━━━ SUPPLIED RECORDS ━━━

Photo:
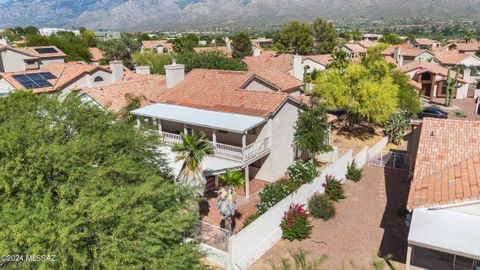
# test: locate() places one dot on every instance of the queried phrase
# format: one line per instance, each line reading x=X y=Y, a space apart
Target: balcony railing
x=249 y=153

━━━

= WORK ITEM =
Could the entries above be written out word for word, with no pictures?

= WRITTEN SOLUTION =
Photo:
# test: locate() places one dot on every instance of the queried phrase
# format: one line per instance, each line reading x=X y=Y, a space apart
Target: balcony railing
x=249 y=153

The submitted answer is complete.